### WRITTEN INSTRUCTION
Print every line of the data below without any changes, keeping the original order.

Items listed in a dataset
>>>>

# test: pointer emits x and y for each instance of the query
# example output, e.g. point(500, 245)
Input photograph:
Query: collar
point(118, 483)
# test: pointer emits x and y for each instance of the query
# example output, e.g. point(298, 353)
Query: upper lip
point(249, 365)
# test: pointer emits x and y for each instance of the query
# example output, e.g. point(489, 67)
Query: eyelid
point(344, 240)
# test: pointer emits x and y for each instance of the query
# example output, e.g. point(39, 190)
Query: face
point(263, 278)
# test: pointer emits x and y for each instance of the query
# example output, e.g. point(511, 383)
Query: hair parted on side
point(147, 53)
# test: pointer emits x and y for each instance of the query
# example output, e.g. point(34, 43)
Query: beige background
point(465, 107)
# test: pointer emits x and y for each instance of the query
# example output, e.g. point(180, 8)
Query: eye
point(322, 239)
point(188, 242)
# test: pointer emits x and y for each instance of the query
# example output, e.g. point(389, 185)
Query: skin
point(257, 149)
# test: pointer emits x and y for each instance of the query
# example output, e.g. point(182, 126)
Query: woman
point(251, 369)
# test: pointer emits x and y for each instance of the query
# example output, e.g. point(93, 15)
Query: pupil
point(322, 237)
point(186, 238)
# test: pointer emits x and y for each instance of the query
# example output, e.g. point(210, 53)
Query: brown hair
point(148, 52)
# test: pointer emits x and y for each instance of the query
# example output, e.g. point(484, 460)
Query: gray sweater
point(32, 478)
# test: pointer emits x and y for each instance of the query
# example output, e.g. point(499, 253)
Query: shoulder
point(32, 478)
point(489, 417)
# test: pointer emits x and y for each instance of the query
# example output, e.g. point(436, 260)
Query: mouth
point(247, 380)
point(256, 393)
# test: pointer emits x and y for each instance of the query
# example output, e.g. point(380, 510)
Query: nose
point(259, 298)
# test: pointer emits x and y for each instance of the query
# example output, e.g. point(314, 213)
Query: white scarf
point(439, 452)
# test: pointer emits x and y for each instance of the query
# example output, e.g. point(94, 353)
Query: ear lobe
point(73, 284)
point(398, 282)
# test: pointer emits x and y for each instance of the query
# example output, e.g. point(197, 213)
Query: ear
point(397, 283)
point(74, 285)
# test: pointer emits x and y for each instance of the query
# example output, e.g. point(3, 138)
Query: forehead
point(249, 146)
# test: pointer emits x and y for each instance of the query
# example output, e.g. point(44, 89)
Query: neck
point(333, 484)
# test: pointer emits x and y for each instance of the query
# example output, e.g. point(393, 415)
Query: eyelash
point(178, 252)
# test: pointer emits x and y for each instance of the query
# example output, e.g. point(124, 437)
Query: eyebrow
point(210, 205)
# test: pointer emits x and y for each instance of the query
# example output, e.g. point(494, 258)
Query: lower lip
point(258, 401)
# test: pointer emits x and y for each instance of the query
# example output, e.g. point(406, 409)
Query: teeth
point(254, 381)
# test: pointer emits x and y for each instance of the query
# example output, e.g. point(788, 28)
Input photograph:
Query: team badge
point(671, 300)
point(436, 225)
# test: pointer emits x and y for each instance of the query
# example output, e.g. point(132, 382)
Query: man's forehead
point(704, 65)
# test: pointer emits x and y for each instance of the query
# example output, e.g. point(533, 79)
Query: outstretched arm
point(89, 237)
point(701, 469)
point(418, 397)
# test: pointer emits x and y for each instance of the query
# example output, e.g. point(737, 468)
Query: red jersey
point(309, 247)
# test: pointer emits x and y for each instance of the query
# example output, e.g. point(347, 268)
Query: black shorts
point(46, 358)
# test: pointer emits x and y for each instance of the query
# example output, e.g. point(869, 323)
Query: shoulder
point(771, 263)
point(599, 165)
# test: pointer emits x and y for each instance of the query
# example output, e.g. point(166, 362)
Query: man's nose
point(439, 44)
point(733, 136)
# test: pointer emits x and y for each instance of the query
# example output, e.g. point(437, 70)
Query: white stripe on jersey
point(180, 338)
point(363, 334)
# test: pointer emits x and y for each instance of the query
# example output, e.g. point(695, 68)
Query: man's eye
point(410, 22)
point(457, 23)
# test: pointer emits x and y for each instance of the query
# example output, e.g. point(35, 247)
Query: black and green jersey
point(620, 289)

<<<<

### COMPLETE OUTPUT
# test: pointer emits x and y for each instance of the query
# example output, e.g. point(500, 245)
Input photograph:
Query: collar
point(118, 483)
# test: pointer emits x and y for each instance of the query
# example output, e.g. point(298, 353)
Query: upper lip
point(249, 365)
# test: pointer emits x and y for each instance of the query
# example output, e.g. point(489, 67)
Query: eyelid
point(344, 240)
# test: pointer emits x and y for each instance of the query
# example output, e.g. point(39, 190)
Query: face
point(263, 278)
# test: pointer emits x and y for each instance of the query
# example output, e.g. point(511, 383)
Query: hair parted on side
point(147, 53)
# test: pointer emits x and y for each instance of the query
# example output, e.g. point(34, 43)
Query: beige background
point(465, 107)
# test: pointer emits x and y for each instance of the query
# example output, e.g. point(180, 8)
Query: eye
point(322, 239)
point(188, 242)
# test: pointer emits x and y for each instance of the query
# example output, e.g. point(389, 185)
Query: skin
point(257, 149)
# test: pointer emits x and y for each instance of the query
# example output, e.g. point(182, 126)
Query: woman
point(251, 369)
# test: pointer emits x and y for each instance of the query
# example output, e.g. point(93, 15)
Query: pupil
point(322, 237)
point(186, 238)
# test: pointer emits x and y for each instance of the query
# example output, e.g. point(210, 53)
Query: brown hair
point(148, 52)
# test: pointer emits x and y for each instance of the query
# example output, e.g. point(484, 460)
Query: gray sweater
point(32, 478)
# test: pointer emits x and y for each instance of the query
# example output, e.g. point(499, 253)
Query: shoulder
point(32, 478)
point(489, 417)
# test: pointer emits x and y for each instance of the query
# example output, e.g. point(436, 260)
Query: mouth
point(247, 380)
point(256, 393)
# test: pointer emits x and y for each instance of the query
# example output, e.g. point(380, 510)
Query: nose
point(259, 298)
# test: pointer emits x and y for each instance of the query
# example output, e.g. point(314, 213)
Query: white scarf
point(439, 452)
# test: pointer emits x and y for each instance of the query
# example output, e.g. point(94, 353)
Query: ear lobe
point(73, 284)
point(398, 282)
# test: pointer emits x and y for each instance of the query
# example output, e.g. point(197, 213)
Query: ear
point(397, 283)
point(74, 285)
# test: pointer emits x and y for each instance of the query
# example output, e.g. point(3, 138)
Query: forehead
point(249, 146)
# test: pointer emits x and y for each instance of the query
# example output, e.g. point(44, 89)
Query: neck
point(333, 484)
# test: pointer emits x and y for each instance of the query
# example output, e.g. point(393, 415)
Query: eyelash
point(178, 252)
# test: pointer emits x and y for each instance of the query
# example output, e.g. point(124, 437)
Query: eyebrow
point(210, 205)
# test: pointer emits x and y for each instance of the query
# example output, e.g. point(494, 258)
Query: lower lip
point(258, 401)
# test: pointer emits x and y for each instance of the query
# example output, e.g. point(406, 409)
Query: teeth
point(254, 381)
# test: pointer emits x and y for each instance of the query
# example output, e.g. point(788, 28)
Input photograph:
Query: team badge
point(671, 300)
point(436, 225)
# test: pointer emits x and y for each instance of the query
# example output, e.g. point(132, 382)
Query: man's forehead
point(704, 65)
# test: pointer emits x and y for each instance of the query
# example output, e.g. point(533, 79)
Query: outstretched arm
point(89, 237)
point(701, 469)
point(418, 397)
# test: pointer emits x and y for each instance of the query
# example output, e.g. point(737, 468)
Query: red jersey
point(309, 247)
# test: pointer emits x and y for each instance of the query
# example output, e.g. point(347, 268)
Query: black shorts
point(46, 358)
# test: pointer emits x and y for each instance of the query
# example output, e.g. point(869, 323)
Query: shoulder
point(771, 263)
point(599, 165)
# test: pointer emits x and y for each instance of the query
# example output, e.g. point(166, 362)
Query: man's nose
point(439, 44)
point(733, 136)
# test: pointer emits x and y for each instance of the query
# example output, e.g. point(437, 70)
Query: white stripe on jersey
point(180, 338)
point(363, 334)
# test: pointer emits x and y for each instance of the query
# example output, e.g. point(695, 68)
Query: man's eye
point(410, 22)
point(457, 23)
# test: pointer emits x and y for each instance of the query
# example output, e.g. point(35, 247)
Query: black and green jersey
point(620, 289)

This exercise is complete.